Collected data:
----------

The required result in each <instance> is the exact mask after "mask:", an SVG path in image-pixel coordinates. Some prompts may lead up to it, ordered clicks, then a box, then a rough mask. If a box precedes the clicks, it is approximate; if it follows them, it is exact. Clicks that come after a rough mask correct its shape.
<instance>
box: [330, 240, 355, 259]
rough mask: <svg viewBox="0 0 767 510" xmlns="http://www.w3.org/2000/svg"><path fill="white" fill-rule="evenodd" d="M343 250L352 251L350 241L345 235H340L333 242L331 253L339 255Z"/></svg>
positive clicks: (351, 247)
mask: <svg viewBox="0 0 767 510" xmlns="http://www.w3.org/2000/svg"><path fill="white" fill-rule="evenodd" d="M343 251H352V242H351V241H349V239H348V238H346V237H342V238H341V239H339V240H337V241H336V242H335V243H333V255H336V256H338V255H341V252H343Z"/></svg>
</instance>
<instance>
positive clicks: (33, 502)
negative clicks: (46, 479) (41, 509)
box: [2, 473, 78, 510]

----------

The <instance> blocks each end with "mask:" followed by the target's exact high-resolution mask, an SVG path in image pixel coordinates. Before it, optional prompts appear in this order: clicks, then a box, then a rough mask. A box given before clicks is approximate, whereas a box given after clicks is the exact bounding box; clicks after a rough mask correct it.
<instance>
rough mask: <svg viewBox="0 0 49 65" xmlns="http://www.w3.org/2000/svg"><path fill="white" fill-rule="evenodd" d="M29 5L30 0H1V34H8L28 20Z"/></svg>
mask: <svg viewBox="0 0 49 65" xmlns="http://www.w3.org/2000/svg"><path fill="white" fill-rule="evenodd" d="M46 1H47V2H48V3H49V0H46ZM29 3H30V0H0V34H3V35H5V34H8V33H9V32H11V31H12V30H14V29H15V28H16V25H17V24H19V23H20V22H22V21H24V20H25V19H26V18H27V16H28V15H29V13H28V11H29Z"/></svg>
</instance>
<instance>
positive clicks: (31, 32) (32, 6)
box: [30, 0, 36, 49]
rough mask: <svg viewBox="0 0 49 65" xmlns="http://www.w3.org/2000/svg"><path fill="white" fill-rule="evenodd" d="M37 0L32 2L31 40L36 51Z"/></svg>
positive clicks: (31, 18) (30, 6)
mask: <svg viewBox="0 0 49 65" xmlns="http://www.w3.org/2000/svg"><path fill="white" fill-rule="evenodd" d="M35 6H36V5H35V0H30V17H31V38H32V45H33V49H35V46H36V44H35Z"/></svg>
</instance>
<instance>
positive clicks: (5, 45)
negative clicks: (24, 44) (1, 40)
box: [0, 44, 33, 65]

----------

The reply should consist solely of the lines above from the one that has "The required result" through the one that has "box: [330, 240, 355, 259]", reproduced exactly.

EXERCISE OUTPUT ->
The required result in each <instance> is the exact mask after "mask:", an SVG path in image-pixel coordinates. Some prompts may lead up to it, ordered clicks, then a box, then a rough mask. If a box precedes the clicks, it is approximate; if it follows them, it is exact. Clicks that come after a rough mask correct its shape.
<instance>
box: [330, 240, 355, 259]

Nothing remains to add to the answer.